■ **Requirements**: Pick out every line in the data below that contains the word "house", and copy each of those lines. Case counts.

■ **Data listing**:

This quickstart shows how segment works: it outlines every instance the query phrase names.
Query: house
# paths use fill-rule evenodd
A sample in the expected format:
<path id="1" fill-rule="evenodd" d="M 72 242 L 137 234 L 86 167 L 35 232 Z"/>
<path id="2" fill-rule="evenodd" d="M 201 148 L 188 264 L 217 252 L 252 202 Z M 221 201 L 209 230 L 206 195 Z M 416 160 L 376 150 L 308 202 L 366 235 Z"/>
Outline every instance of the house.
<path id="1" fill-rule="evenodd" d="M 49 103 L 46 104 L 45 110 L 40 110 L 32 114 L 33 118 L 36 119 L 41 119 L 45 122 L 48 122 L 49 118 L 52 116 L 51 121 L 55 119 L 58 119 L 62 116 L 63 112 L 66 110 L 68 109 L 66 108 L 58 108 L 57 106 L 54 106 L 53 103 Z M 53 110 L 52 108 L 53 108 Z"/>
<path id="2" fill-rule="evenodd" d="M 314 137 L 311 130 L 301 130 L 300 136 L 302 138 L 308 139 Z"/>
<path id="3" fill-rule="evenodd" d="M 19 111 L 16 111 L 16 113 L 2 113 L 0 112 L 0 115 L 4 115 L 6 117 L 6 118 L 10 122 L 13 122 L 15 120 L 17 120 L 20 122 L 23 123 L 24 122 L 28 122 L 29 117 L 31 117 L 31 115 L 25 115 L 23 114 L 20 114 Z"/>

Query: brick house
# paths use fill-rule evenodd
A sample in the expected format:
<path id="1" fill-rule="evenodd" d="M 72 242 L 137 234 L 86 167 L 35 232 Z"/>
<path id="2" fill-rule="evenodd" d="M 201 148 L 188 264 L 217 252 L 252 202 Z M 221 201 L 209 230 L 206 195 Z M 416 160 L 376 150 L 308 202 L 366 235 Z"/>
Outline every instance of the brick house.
---
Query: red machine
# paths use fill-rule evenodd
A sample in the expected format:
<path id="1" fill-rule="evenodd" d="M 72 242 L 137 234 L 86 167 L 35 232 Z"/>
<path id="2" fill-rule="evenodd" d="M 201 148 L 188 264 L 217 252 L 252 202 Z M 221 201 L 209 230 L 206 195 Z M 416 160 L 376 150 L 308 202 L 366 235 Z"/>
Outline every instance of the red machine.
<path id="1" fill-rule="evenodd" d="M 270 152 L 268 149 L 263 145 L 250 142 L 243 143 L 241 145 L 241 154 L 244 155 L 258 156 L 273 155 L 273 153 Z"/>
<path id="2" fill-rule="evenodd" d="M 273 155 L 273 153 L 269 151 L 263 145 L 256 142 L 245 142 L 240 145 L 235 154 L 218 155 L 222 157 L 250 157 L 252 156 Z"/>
...
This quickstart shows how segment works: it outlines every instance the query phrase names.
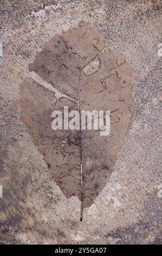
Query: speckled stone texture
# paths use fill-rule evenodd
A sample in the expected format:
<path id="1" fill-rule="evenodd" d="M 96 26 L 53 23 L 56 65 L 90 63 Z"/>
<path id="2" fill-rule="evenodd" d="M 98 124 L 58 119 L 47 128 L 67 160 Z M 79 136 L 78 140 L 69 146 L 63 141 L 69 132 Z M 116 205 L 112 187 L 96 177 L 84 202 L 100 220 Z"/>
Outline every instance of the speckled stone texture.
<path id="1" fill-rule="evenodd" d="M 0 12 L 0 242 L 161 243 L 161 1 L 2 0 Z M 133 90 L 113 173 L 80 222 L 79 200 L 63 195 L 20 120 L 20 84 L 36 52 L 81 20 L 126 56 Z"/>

■ **Solved problem**:
Query: house
Outline every instance of the house.
Query: brick house
Outline every instance of the brick house.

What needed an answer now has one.